### [WHAT THIS TASK INVOLVES]
Please pick out and copy every line of the items that contains the word "each".

### [INPUT DATA]
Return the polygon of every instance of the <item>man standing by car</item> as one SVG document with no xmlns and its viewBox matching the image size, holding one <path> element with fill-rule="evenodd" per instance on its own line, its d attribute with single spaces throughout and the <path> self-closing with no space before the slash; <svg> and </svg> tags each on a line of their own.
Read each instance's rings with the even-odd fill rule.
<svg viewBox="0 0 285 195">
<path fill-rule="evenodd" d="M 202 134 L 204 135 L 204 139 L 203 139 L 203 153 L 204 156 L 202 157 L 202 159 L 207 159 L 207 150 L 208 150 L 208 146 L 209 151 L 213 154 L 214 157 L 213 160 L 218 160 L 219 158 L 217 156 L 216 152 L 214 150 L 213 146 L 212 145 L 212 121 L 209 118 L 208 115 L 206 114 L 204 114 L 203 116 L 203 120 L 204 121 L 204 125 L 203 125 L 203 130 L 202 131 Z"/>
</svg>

### [ANSWER]
Return the polygon of every instance of the <item>man standing by car</item> as one SVG document with no xmlns and its viewBox matching the image size, holding one <path> element with fill-rule="evenodd" per instance on its own line, its d attribute with single spaces throughout and the <path> self-closing with no space before the slash; <svg> and </svg> tags each on a line of their own.
Read each instance's rings with the even-odd fill rule.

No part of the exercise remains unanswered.